## Document
———
Museum Collections and the Question of Copyright:
Privatizing the Public Domain

Bradley L. Taylor

As emerging technology brings the reality of image databases closer to the everyday lives of Americans, interest in the content of such databases is certain to grow considerably. A recent CNN telecast segment suggested that the "race for content" would be one of the great business stories of the current decade and backed its assertion with a report on Microsoft founder Bill Gates's purchase of the Bettman Archives for his Corbis operations in suburban Seattle. One immediately wondered why one of the wealthiest men in the world would have an interest in a collection of old photographs, many of which fall within the realm of public domain and are, thus, ostensibly available for anyone to use. The answer lies in an examination of the legal protection extended by U.S. copyright law to visual resource collections and, even more so, by the protection and control vested in outright ownership of noncopyrighted visual materials. As we shall see, lack of specificity in the law and an almost nonexistent record of legal challenge to further refine existing law have allowed the rights of ownership (both individual and institutional) to take precedence over the public's right of access to public domain material.

The fair use of copyrighted materials, codified in Title 17, section 107 of the U.S. Code, conceptually seeks to balance the access rights of users against the rights of copyright holders to be recompensed for the reproduction, sale, or performance of their artistic or intellectual creations. Today, those interested in the development of image databases need to be mindful of the rights legally afforded copyright holders to control, to a certain, unspecified extent, the reproduction, distribution, adaptation, performance, and display of their works. As the rise of interest in digitized content grows each year, so, too, does the concern of those who have traditionally "maintained" visual resource collections, who see the rush for digitized content as a challenge to their stewardship over these materials. While copyright law extends its protection to information packaged in a wide variety of non-print formats, American museums, specifically, struggle to find the legal protection needed to help them assure the continued integrity of collections entrusted to their care.

While libraries can generally depend upon copyright law being directly applicable, for better or worse, to a greater share of their holdings, the situation with museums is far more complicated. In the realm of visually oriented materials alone, the law distinguishes between works of visual art (works of fine art generally executed in editions of less than 200) and pictorial, graphic, and sculptural works (visually oriented works done in larger editions or for ends different than purely artistic expression) and affords different coverage to each group. For material artifacts, those objects culled from everyday life that form the basis of such immense collections as the Henry Ford Museum and Greenfield Village, Colonial Williamsburg, the H. F. du Pont Winterthur Museum, and countless state and local historical societies and house museums, protection offered by copyright is even more difficult to assess.

Copyright law addresses the matter of protection for material artifacts in only the most oblique ways. As Robert Gorman asserts, "the most difficult issue that arises regarding the copyrightability of pictorial, graphic, and sculptural works concerns those works, typically 'sculptural,' that serve useful functions, such as furniture, garments and architecture" (Gorman, p. 29). Gorman refers to such works as "useful articles" and cites Congress's attempts to further define applicability of copyright status:

Such works shall include works of artistic craftsmanship insofar as their form but not their mechanical or utilitarian aspects are concerned; the design of a useful article, as defined in this section, shall be considered a pictorial, graphic, or sculptural work only if, and only to the extent that, such design incorporates pictorial, graphic, or sculptural features that can be identified separately from, and are capable of existing independently of, the utilitarian aspects of the article. (Gorman, p. 30)
———
## Collected data

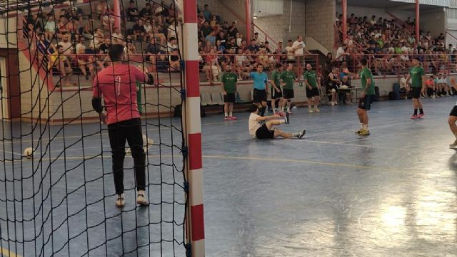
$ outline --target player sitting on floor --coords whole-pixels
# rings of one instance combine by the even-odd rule
[[[288,124],[288,115],[286,113],[285,117],[279,115],[272,116],[262,117],[258,115],[259,107],[257,105],[253,104],[249,108],[251,116],[249,116],[249,133],[254,137],[259,140],[273,139],[275,137],[281,137],[284,138],[297,137],[301,139],[306,132],[303,130],[297,133],[287,133],[279,130],[276,130],[273,126],[278,126],[281,124]],[[265,122],[261,125],[261,122]]]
———
## Written instruction 1
According to the article on museum collections and copyright, which aspects of their works does the law let copyright holders control? List each one.
## Written instruction 2
In the article on museum collections and copyright, which collection did Bill Gates buy, as reported in the CNN segment?
## Written instruction 3
Write the next part of the article on museum collections and copyright, starting after the quotation from Gorman that ends it.
The listing that comes after the article on museum collections and copyright is separate material, unrelated to it.

## Written answer 1
Reproduction, distribution, adaptation, performance, and display.

## Written answer 2
The Bettman Archives, for his Corbis operations in suburban Seattle.

## Written answer 3
The waters are only further muddied with the realization that the initial definition of pictorial, graphic, and sculptural works also includes provision for the extension of copyright protection to "applied arts" without further defining the category. It would seem then that, at best, copyright protection extends to material artifacts only in very strictly defined cases and that museums will need to explore other ways of protecting their collections until further testing in the courts clarifies copyright status for materials ranging from antique automobiles to rocking chairs, from teapots to fishing poles.

Major museums, both artifact oriented and fine art oriented, have indeed long explored other means of safeguarding their holdings. Even in the case of art museums, the content of whose works clearly falls under copyright protection, much of the artwork in question has long since passed into public domain. Museum precedent has taken the form of protecting collections by limiting on site photography and by insisting that reproductions of artwork be done only from museum supplied, copyrighted, photographs or transparencies. Museums can thus ensure the use of high quality images that will show a museum's holdings in a way most flattering to the institution. Policy shaped by the National Museum of American Art offers a representative case in point. While the museum's web based FAQ responds positively to the use of digitized images in "non-commercial academic work," a resounding "no" is given when the question turns to using images "public domain or otherwise" on a CD-ROM. While motivation for the denial can only be surmised, one might allow that the museum is merely attempting to prevent any greater distribution of low resolution images CD-ROM packaging might allow.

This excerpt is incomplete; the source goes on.